Zu zweit in die Berge
Unser zehnter Hochzeitstag stand kurz bevor. Mein liebevoller Ehemann hatte sich ein besonderes Geschenk überlegt: ein Kurzurlaub über vier Tage in Südtirol – nur wir zwei. Zeit zum Auftanken als Ehepaar in einem Hotel in den Bergen. Er war voller Vorfreude auf diese Zeit und schwärmte davon, wie wunderschön alles werden würde. Umso enttäuschter war er vermutlich, dass ich zwiespältige Gefühle hatte und es mir schwerfiel, dieselbe Leichtigkeit und Freude zu empfinden. Wir hatten innerhalb von dreieinhalb Jahren drei Kinder bekommen. Das Jüngste war gerade ein Jahr alt geworden. Ich hatte seit mehr als vier Jahren ununterbrochen gestillt. Und da wir keine Verwandten in unmittelbarer Nähe haben, waren die Kinder stark auf uns Eltern als Bezugspersonen fixiert.
Gemischte Gefühle
Einerseits freute ich mich sehr darauf, nach vier intensiven Babyjahren ein paar Tage Zeit als Ehepaar zu haben, nachts durchzuschlafen und morgens länger ausschlafen zu dürfen. Es war verlockend, mich nicht um die Mahlzeiten kümmern zu müssen und das Essen in Ruhe geniessen zu können. Die Berge und das Wandern reizten mich. Andererseits konnte ich mir nicht vorstellen, wie das mit drei Kleinkindern gut gelöst werden könnte. Ich stillte unseren Jüngsten noch tagsüber und auch nachts mehrmals. Alle drei Kinder hatten bisher noch nie mehrere Nächte ohne uns Eltern bei Verwandten verbracht. Wer könnte sich liebevoll über vier Tage um die drei kümmern und sie auch nachts gut umsorgen?
Würde unser Jüngster das ohne mich überhaupt schaffen? Und wie würde es mir gehen, wenn plötzlich kein «Milchabnehmer» mehr da ist? Für diesen Kurzurlaub abzustillen, kam für mich nicht in Frage. Daher kämpfte ich in den kommenden Wochen mit gemischten Gefühlen und hatte Angst vor der Unternehmung – Angst davor, so weit weg zu sein von den Kindern, die ich seit ihrer Geburt jeden Tag umsorgt hatte.
Mein Mann und ich hatten in den vergangenen Jahren zwar stets versucht, Zeiten zu zweit möglich zu machen, was uns aber in den meisten Fällen nur mässig gelungen war. Der Regelfall war, dass wir uns in einem Modus befanden, in dem wir für Kinder, Beruf und Ehrenamt in der Gemeinde mehr funktioniert haben, als wirklich Qualitätszeiten zu erleben. Immer wieder bat ich Gott darum, uns beim Organisieren unserer gemeinsamen Auszeit zu leiten, mir Frieden zu geben sowie Vorfreude auf die Zeit zu zweit.

> Aufgeführte Einträge:
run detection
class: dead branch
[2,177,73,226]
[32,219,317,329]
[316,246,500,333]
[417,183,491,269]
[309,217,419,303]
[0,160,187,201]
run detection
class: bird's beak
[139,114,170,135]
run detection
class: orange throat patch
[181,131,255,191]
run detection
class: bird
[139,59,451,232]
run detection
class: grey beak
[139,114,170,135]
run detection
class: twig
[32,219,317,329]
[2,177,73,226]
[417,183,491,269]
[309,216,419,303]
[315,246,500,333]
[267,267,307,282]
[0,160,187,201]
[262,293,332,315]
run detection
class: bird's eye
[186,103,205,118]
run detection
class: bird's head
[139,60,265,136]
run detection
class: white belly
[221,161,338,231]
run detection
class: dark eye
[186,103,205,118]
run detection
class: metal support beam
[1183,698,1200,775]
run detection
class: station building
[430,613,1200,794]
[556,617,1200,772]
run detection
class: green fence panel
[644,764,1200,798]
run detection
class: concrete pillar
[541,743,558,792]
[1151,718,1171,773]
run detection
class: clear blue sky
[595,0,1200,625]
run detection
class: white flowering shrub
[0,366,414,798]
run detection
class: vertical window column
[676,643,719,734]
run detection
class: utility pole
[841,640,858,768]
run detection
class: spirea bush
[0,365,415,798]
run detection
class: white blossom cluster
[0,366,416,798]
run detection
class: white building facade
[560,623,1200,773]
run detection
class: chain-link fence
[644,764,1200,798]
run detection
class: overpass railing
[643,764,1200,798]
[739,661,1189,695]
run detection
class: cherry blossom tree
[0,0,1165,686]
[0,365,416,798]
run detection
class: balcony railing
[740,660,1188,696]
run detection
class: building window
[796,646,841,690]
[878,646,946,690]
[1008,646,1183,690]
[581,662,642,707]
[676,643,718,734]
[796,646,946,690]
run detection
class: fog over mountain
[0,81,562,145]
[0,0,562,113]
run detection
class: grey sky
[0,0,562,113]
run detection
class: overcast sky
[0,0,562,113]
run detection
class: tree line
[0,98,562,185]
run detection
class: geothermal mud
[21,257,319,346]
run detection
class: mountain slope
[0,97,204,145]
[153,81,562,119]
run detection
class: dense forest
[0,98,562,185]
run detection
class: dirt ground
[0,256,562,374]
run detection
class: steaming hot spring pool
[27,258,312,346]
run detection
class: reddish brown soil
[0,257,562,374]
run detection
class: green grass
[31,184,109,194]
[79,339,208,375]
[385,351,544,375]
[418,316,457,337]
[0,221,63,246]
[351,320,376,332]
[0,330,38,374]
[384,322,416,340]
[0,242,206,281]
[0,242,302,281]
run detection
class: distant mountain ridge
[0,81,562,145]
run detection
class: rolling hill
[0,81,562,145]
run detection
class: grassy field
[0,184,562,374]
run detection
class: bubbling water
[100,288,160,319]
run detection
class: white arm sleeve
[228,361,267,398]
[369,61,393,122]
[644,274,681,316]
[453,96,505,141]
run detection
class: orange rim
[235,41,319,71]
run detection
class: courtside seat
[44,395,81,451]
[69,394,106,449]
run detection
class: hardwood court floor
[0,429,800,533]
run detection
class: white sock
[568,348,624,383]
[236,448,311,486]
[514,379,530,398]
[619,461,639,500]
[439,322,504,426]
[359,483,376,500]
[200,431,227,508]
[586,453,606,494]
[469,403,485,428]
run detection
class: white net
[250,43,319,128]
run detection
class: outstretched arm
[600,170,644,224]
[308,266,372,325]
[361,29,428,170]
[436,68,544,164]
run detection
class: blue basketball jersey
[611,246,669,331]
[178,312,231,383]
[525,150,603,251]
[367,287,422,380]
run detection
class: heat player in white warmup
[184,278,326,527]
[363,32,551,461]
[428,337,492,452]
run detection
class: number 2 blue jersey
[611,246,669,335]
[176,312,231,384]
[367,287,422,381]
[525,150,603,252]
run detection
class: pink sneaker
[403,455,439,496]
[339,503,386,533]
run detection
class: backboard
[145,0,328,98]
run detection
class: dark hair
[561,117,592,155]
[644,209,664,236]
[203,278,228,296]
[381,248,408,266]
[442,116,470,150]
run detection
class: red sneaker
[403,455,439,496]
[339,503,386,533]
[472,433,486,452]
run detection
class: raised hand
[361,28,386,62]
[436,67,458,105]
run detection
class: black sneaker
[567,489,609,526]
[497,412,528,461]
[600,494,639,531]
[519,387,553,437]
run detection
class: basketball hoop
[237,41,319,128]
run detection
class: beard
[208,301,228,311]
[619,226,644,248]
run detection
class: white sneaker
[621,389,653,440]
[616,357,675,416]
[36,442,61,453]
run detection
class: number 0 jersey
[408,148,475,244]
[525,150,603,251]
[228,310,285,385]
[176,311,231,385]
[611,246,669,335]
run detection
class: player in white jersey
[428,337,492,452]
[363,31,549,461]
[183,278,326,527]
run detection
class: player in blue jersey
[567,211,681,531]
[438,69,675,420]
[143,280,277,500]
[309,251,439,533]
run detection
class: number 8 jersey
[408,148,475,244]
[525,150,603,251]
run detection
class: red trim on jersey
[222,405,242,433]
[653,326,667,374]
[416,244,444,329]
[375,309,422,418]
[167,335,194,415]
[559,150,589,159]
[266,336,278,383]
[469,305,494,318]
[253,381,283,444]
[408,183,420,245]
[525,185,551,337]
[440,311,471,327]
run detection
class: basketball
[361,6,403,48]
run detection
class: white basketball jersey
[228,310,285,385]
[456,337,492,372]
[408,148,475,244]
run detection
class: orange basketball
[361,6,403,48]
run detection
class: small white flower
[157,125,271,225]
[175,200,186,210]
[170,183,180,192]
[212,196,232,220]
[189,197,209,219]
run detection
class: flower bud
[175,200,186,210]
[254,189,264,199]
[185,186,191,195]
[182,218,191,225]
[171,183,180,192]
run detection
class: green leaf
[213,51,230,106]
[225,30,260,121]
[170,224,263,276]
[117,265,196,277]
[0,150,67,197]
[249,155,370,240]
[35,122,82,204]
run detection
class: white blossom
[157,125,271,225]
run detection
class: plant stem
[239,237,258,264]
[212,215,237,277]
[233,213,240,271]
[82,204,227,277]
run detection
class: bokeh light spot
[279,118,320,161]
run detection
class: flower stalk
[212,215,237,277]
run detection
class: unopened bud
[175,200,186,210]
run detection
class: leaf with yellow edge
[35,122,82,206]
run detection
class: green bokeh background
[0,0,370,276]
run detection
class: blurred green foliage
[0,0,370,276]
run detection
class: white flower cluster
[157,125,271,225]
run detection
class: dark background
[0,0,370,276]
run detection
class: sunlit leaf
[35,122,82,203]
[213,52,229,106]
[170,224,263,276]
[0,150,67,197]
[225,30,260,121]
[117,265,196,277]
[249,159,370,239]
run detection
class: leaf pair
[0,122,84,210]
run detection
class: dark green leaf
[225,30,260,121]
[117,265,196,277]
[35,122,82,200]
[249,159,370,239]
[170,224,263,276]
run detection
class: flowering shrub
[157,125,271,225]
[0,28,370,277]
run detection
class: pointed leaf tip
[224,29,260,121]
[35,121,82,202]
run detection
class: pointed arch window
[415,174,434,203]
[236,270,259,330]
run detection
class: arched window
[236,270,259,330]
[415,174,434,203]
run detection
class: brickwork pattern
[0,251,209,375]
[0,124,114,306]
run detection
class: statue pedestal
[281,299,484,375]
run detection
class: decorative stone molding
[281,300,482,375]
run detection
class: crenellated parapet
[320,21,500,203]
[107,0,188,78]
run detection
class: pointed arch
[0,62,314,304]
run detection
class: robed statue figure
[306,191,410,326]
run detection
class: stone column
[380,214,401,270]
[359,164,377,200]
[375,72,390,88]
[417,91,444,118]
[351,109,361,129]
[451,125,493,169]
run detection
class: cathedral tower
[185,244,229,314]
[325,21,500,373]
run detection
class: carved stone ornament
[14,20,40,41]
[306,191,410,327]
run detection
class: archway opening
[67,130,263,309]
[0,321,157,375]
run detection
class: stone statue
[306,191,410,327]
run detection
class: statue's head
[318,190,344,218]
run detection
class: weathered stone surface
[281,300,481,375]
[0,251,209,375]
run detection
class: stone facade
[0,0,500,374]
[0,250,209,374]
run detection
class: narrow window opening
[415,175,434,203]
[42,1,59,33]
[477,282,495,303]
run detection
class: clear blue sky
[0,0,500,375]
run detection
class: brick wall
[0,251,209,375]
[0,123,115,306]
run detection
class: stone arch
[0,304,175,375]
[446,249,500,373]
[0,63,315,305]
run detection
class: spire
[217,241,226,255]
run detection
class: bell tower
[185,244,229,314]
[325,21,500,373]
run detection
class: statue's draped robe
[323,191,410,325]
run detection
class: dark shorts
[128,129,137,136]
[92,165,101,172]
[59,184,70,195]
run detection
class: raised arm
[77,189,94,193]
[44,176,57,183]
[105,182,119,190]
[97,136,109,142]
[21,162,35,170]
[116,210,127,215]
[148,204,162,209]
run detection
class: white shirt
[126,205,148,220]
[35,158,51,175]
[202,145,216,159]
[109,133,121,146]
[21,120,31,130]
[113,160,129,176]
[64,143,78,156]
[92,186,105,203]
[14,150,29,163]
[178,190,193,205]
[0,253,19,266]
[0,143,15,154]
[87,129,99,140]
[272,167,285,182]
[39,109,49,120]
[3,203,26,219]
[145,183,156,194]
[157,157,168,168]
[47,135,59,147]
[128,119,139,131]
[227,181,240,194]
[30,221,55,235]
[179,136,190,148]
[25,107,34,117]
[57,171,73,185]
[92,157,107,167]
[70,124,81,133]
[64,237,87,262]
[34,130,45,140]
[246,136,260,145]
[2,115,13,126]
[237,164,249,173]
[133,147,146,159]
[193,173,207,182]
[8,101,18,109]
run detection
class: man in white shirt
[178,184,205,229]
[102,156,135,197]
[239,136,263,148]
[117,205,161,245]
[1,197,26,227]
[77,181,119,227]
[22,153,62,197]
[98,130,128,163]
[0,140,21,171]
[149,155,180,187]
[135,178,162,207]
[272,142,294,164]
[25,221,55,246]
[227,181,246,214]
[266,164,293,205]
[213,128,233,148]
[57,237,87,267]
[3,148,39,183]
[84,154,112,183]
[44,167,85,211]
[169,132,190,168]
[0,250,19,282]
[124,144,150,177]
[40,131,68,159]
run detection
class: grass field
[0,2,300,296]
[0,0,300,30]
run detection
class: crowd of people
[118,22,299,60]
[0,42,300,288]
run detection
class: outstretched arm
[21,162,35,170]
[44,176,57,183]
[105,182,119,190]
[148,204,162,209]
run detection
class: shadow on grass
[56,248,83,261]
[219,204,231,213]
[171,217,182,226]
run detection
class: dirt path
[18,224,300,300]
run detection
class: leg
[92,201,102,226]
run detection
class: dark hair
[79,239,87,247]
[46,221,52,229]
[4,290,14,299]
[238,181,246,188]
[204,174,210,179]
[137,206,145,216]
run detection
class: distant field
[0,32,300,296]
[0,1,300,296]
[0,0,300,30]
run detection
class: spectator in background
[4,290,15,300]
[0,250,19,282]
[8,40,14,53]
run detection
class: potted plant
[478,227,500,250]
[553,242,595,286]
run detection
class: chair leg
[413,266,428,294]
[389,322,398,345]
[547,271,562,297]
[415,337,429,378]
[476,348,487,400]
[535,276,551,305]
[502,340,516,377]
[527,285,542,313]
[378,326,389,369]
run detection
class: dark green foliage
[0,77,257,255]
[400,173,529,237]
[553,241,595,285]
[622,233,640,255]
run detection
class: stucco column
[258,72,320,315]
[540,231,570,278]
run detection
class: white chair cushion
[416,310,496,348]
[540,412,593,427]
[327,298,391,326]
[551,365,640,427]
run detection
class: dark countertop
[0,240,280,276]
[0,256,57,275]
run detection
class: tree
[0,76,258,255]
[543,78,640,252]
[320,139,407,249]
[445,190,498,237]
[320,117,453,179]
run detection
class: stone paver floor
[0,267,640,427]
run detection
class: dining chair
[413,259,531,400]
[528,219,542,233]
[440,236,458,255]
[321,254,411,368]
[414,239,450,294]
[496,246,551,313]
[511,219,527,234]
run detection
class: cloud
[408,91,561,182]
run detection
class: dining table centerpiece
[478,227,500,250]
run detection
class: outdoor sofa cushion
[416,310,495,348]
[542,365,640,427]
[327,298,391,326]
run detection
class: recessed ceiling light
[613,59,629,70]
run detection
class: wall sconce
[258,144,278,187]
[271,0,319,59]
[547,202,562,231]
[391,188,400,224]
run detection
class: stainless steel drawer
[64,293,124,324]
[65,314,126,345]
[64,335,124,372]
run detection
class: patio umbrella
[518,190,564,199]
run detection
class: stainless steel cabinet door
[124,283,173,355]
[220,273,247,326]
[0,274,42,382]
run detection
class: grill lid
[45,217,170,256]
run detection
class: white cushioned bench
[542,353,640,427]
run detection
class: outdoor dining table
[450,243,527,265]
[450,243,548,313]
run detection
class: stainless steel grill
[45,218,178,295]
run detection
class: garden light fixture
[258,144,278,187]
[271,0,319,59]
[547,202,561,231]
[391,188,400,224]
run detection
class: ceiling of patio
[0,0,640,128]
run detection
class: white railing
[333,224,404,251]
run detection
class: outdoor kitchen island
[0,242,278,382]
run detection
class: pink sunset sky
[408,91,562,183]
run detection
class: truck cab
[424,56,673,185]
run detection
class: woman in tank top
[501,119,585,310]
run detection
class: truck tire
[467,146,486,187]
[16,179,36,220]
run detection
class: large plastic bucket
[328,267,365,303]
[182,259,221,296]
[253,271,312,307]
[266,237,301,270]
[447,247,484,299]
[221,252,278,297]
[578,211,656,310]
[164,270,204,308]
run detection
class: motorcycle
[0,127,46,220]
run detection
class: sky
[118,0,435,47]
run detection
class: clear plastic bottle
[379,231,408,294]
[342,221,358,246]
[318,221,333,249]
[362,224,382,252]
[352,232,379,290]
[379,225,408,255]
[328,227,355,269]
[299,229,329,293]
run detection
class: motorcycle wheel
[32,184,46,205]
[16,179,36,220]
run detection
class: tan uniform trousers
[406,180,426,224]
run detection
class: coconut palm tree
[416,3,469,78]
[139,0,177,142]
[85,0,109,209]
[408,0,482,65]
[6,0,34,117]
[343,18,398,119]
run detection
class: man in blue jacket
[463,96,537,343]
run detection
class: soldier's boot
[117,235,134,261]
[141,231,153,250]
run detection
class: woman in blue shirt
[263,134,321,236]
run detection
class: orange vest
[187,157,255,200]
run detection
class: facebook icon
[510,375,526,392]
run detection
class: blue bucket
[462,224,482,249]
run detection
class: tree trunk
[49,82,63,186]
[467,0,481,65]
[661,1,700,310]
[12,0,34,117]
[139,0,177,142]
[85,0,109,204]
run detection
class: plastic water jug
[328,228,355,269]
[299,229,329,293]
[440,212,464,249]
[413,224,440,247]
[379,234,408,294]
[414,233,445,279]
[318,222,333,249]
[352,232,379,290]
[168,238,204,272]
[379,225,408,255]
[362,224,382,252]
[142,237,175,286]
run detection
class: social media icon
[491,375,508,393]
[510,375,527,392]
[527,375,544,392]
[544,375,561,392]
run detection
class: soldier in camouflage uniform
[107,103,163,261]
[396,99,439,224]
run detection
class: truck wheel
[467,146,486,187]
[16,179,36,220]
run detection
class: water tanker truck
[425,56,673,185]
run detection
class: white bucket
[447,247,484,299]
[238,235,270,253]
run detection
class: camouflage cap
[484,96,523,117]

> Aufgabe A: Gib einen Abschnitt aus dem Bericht über den Kurzurlaub wortgetreu wieder. Setze bei den Worten "Zu zweit in" ein und ende nach den Worten "als Bezugspersonen fixiert.".
> Aufgabe B: Prüfe anhand des Berichts über den Kurzurlaub, ob die folgenden Aussagen zutreffen, und belege jede Antwort mit den entscheidenden Worten daraus: (i) Der Kurzurlaub war auf vier Tage angelegt. (ii) Die Kinder hatten bereits mehrere Nächte ohne die Eltern bei Verwandten verbracht. (iii) Abstillen für den Kurzurlaub kam infrage.
> Aufgabe C: In welchem Zeitraum kamen laut dem Bericht über den Kurzurlaub die drei Kinder zur Welt?
Die Einträge haben mit dem Bericht über den Kurzurlaub nichts zu tun.

> Lösung A:
Zu zweit in die Berge
Unser zehnter Hochzeitstag stand kurz bevor. Mein liebevoller Ehemann hatte sich ein besonderes Geschenk überlegt: ein Kurzurlaub über vier Tage in Südtirol – nur wir zwei. Zeit zum Auftanken als Ehepaar in einem Hotel in den Bergen. Er war voller Vorfreude auf diese Zeit und schwärmte davon, wie wunderschön alles werden würde. Umso enttäuschter war er vermutlich, dass ich zwiespältige Gefühle hatte und es mir schwerfiel, dieselbe Leichtigkeit und Freude zu empfinden. Wir hatten innerhalb von dreieinhalb Jahren drei Kinder bekommen. Das Jüngste war gerade ein Jahr alt geworden. Ich hatte seit mehr als vier Jahren ununterbrochen gestillt. Und da wir keine Verwandten in unmittelbarer Nähe haben, waren die Kinder stark auf uns Eltern als Bezugspersonen fixiert.

> Lösung B:
(i) Ja – „ein Kurzurlaub über vier Tage in Südtirol“
(ii) Nein – „Alle drei Kinder hatten bisher noch nie mehrere Nächte ohne uns Eltern bei Verwandten verbracht.“
(iii) Nein – „Für diesen Kurzurlaub abzustillen, kam für mich nicht in Frage.“

> Lösung C: Innerhalb von dreieinhalb Jahren.